Goal of the exercise: Arrange the items below as a two-column CSV with the headers instruction and points, one row for each item. Put each item's text and its answer in a single quoted field each, replace line breaks with spaces, and leave the pictures out.

Data listing:
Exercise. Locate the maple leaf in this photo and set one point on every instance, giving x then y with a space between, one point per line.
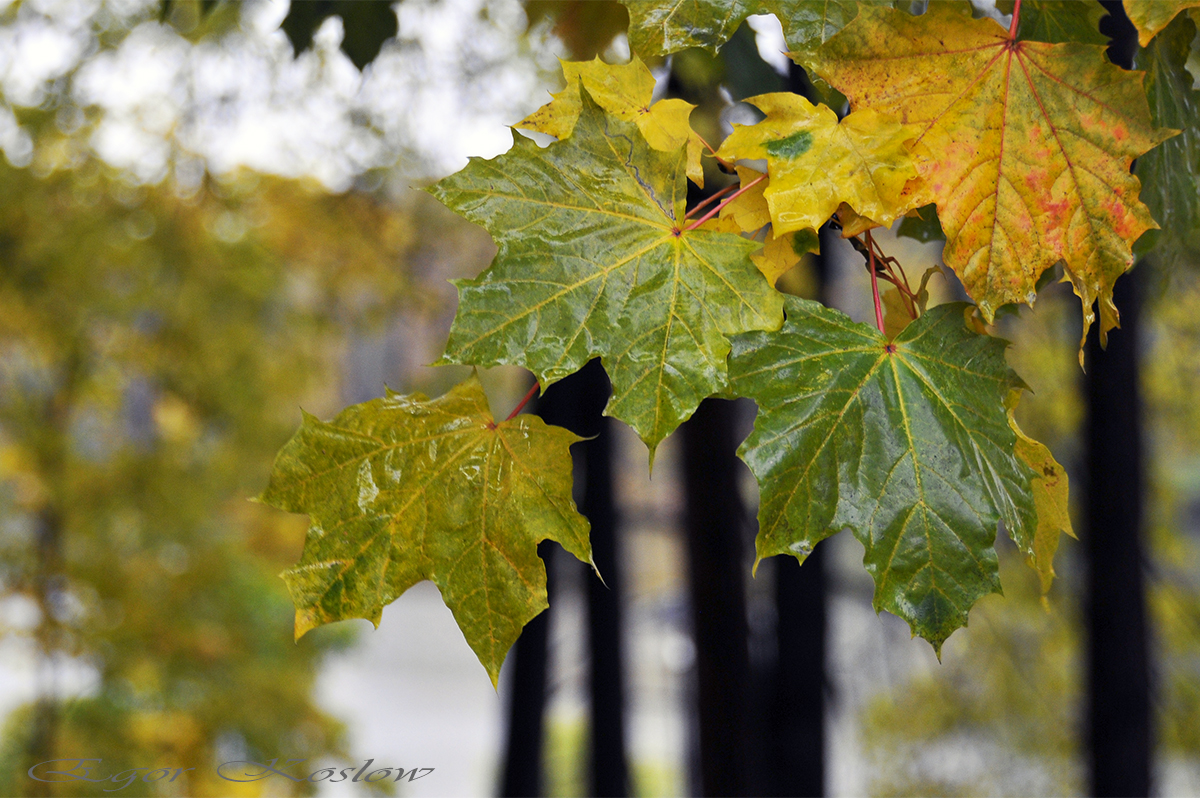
906 443
1152 16
1050 499
817 162
1171 172
1027 147
406 489
1059 21
627 91
749 213
593 261
665 27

Result:
instruction,points
"Exercise. Locate the maple leaf in this photo and set one point on every instance, giving x then y with a space between, one point per line.","906 443 1152 16 1050 499 817 162 1171 172 1027 147 406 489 1059 21 627 91 749 213 593 261 665 27"